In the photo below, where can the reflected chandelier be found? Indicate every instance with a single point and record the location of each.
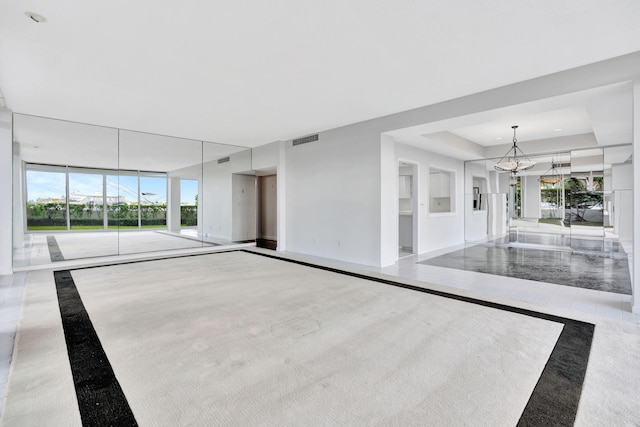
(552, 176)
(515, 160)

┄┄┄┄┄┄┄┄┄┄┄┄┄┄┄┄┄┄┄┄

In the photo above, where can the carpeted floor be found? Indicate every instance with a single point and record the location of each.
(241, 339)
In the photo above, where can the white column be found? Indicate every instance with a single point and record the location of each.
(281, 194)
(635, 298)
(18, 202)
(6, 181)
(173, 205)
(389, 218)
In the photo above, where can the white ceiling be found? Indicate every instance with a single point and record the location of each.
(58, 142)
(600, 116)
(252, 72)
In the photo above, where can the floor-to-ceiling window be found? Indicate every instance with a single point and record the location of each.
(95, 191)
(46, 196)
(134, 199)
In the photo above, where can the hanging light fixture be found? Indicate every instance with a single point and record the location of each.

┄┄┄┄┄┄┄┄┄┄┄┄┄┄┄┄┄┄┄┄

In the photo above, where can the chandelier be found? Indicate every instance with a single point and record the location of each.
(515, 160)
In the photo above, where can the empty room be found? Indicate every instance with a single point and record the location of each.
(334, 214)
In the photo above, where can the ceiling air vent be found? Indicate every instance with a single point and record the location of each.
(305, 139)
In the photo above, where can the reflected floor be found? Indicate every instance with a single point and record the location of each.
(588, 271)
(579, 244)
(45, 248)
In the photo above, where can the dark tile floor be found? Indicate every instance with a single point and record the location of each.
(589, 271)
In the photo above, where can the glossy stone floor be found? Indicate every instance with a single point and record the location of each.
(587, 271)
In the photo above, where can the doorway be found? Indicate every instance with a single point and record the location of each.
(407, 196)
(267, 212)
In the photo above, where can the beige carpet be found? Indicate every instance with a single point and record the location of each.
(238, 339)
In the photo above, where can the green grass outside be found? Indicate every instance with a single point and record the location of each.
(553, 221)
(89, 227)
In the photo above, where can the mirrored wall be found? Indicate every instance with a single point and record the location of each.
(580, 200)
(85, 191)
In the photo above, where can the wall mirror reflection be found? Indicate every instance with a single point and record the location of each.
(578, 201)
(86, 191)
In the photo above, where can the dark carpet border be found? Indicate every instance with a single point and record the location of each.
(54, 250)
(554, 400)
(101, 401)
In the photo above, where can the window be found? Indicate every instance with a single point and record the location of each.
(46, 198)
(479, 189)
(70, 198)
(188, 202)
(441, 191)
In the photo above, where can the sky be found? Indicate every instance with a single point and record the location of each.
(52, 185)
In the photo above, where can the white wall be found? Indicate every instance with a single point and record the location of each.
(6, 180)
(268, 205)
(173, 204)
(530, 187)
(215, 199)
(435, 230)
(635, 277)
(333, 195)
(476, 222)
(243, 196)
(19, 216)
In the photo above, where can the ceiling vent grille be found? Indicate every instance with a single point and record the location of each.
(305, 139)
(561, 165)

┄┄┄┄┄┄┄┄┄┄┄┄┄┄┄┄┄┄┄┄

Look above for the line with "In the photo above, where can the white ceiling" and the line with "In the photo above, where can the hanging". Retype those two lines and every line between them exactly, adding nothing.

# Final answer
In the photo above, where can the white ceiling be found? Indicate every instance with a single point and record the location of each.
(58, 142)
(600, 116)
(252, 72)
In the photo above, where can the floor-to-ceiling window be found? Indicate every instance with a single point and record the location of each.
(95, 191)
(46, 196)
(134, 199)
In the photo above, where can the hanging light fixture be found? Indicate every instance with a single point and record the location of each.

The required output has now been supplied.